# [Reading text]
..........
# Wyndham glacier canyon Wisconsin dells feb 3(1 night) 3 bedroom



## sb2313 (Jan 26, 2016)

Looking to add this one night onto our stay so was hoping someone that doesn't have to pay for guest certificates/house keeping could help me with this. Please pm if you can help! Room shows as available as of now


----------



## sb2313 (Jan 29, 2016)

Still would like this if anyone can help. Please pm


----------



## sb2313 (Feb 2, 2016)

Still need for tomorrow if anyone that doesn't get hit with housekeeping charges/guest certificate can help!


----------



## vacationhopeful (Feb 2, 2016)

Did not know of the weather forecast ... best of luck!


----------



## sb2313 (Feb 2, 2016)

I'm just looking to add one night tomorrow night tomorrow as we're getting 6-10 inches of snow today/tonight and then 40mph winds tomorrow. Not really fun driving conditions. alrewdy in 3 bedroom deluxe, that's the reason for the request and have only recieved offers in the 250-300$ range for the one night so far.


----------



## rapmarks (Feb 2, 2016)

oh the weather sounds terrible.  wish I could help you.  maybe someone from bluegreen could help at Christmas Mountain


----------



## Normita (Feb 2, 2016)

Check your inbox.  I sent you a PM last week and about half an hour ago, offering you the 3 BR unit.


----------
..........
# [Dataset entries]
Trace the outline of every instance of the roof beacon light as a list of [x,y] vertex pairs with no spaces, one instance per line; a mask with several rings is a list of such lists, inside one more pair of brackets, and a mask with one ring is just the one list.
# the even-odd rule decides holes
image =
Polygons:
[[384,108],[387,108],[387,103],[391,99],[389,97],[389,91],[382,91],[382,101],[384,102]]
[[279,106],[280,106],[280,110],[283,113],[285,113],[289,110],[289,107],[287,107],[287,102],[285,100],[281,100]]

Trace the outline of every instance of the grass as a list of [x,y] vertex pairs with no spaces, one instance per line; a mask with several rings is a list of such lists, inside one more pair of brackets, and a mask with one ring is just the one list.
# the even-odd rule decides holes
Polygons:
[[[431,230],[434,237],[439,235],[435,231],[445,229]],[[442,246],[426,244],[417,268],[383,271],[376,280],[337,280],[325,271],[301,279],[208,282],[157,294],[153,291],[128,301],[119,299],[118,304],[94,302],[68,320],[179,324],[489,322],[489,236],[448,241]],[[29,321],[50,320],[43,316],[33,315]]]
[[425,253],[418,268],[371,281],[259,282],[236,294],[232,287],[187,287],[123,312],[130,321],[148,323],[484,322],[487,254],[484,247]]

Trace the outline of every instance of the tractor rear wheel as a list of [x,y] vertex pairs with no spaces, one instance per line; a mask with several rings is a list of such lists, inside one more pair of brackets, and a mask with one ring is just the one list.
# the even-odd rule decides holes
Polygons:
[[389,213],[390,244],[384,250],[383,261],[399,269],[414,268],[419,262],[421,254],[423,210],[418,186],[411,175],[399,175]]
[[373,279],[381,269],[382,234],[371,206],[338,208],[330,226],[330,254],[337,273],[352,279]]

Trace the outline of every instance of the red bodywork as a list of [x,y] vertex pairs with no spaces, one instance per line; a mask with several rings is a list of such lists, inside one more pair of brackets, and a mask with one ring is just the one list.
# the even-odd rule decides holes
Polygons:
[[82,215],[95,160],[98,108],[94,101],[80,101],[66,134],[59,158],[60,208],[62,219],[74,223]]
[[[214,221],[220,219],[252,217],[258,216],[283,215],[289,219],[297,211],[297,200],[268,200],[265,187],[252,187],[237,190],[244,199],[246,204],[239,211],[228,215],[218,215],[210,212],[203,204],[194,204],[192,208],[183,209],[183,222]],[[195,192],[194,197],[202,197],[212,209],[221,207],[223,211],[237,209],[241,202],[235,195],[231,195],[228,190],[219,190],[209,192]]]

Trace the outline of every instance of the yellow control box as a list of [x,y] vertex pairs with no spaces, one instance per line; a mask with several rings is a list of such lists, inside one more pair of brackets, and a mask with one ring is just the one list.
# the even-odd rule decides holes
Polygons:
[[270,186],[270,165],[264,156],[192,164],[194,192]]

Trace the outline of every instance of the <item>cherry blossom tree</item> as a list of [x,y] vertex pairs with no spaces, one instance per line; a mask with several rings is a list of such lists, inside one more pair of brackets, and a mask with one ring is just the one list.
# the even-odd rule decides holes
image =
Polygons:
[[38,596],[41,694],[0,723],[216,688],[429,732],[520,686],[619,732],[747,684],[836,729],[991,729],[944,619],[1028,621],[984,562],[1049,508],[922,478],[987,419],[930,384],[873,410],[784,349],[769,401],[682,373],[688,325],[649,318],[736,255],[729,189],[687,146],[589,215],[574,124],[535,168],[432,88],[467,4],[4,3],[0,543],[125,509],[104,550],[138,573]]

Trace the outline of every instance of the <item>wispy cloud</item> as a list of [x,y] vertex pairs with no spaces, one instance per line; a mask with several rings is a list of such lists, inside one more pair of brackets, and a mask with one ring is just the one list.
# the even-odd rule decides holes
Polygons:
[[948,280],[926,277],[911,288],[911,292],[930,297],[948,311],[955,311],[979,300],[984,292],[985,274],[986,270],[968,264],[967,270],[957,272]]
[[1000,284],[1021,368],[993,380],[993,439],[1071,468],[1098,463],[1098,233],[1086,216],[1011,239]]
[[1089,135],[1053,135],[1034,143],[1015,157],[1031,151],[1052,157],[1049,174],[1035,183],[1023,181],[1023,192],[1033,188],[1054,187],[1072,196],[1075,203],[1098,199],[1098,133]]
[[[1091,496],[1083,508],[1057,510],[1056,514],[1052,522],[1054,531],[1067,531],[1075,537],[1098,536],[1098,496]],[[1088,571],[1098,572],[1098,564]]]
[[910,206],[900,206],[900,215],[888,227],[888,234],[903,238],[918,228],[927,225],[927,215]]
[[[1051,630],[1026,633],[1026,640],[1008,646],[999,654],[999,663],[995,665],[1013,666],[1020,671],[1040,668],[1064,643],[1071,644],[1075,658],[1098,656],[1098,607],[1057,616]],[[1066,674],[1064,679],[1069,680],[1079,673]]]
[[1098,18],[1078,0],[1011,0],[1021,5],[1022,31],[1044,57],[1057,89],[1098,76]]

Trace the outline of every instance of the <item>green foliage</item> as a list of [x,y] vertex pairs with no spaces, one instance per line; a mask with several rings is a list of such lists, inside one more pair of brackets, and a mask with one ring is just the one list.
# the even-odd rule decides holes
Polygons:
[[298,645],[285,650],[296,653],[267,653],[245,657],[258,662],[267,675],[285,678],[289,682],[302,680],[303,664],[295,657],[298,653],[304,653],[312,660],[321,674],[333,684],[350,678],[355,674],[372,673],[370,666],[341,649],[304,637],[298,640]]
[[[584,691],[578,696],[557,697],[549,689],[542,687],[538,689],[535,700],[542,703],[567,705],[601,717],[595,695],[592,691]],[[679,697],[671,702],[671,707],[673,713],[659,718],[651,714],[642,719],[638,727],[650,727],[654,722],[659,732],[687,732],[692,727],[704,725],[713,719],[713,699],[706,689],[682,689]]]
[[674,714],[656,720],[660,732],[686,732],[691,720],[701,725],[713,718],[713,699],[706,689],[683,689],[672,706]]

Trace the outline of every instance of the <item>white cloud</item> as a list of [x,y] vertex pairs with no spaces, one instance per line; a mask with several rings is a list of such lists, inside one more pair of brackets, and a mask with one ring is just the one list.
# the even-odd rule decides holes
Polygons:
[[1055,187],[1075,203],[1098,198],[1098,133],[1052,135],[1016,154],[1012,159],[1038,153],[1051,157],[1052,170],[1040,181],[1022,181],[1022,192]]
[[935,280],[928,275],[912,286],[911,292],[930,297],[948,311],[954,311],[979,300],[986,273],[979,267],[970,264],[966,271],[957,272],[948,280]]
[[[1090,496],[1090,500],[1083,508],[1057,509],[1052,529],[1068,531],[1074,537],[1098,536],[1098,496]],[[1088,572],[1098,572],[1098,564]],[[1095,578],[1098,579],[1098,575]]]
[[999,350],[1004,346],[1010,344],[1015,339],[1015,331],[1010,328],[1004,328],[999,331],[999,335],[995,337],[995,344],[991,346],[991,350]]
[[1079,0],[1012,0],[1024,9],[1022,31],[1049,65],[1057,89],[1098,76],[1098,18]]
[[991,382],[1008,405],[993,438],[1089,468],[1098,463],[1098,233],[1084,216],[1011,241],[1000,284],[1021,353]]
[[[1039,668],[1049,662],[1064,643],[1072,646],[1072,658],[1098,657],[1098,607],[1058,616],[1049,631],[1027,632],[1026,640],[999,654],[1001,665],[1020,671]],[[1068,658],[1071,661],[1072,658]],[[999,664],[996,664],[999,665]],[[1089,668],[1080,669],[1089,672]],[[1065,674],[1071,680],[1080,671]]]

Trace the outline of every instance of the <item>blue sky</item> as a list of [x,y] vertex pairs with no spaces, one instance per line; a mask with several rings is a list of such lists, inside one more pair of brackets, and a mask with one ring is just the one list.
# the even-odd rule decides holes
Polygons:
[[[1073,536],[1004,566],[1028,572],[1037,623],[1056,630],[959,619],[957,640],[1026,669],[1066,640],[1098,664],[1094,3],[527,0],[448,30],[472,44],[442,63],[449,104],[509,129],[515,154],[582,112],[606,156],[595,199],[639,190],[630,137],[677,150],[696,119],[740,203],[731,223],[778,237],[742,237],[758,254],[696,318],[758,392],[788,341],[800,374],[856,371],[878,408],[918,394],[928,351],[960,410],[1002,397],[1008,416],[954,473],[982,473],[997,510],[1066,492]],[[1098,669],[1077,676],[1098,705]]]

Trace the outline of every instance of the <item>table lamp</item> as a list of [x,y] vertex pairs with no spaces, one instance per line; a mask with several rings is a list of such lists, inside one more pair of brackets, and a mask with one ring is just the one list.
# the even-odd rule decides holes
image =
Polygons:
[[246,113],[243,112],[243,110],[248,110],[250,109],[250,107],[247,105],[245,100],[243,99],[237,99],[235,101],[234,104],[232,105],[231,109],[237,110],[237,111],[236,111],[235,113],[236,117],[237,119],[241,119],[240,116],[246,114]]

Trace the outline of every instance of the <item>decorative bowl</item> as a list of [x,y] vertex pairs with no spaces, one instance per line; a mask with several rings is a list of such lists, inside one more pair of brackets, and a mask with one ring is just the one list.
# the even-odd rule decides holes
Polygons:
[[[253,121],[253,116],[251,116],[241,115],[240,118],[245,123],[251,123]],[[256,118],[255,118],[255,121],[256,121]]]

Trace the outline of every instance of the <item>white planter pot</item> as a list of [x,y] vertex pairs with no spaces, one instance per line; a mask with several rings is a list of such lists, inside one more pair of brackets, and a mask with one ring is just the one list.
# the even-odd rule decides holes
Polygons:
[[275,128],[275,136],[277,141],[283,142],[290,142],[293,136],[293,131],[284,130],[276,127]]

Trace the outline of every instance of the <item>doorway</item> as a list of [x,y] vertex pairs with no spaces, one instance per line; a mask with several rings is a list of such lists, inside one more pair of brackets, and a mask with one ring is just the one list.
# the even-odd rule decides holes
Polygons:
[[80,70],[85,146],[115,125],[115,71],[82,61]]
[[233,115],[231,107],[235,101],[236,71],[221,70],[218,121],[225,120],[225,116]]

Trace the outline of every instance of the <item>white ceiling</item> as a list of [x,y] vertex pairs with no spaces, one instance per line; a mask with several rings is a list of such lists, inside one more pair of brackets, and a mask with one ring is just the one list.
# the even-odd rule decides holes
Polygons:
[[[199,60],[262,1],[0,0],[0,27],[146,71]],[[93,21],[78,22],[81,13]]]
..........
# [Work instructions]
- A) Edit the stretch of the forum thread from "Still need for" through "vacationhopeful (Feb 2, 2016)" and give it back with "housekeeping" changed to "cleaning".
- B) Select every line in the entries that contains the word "white" and copy each one out.

# [The replies]
- A)
Still need for tomorrow if anyone that doesn't get hit with cleaning charges/guest certificate can help!


----------



## vacationhopeful (Feb 2, 2016)

- B)
Trace the outline of every instance of the <item>white cloud</item> as a list of [x,y] vertex pairs with no spaces, one instance per line; a mask with several rings is a list of such lists, inside one more pair of brackets, and a mask with one ring is just the one list.
Trace the outline of every instance of the <item>white planter pot</item> as a list of [x,y] vertex pairs with no spaces, one instance per line; a mask with several rings is a list of such lists, inside one more pair of brackets, and a mask with one ring is just the one list.
Trace the outline of every instance of the <item>white ceiling</item> as a list of [x,y] vertex pairs with no spaces, one instance per line; a mask with several rings is a list of such lists, inside one more pair of brackets, and a mask with one ring is just the one list.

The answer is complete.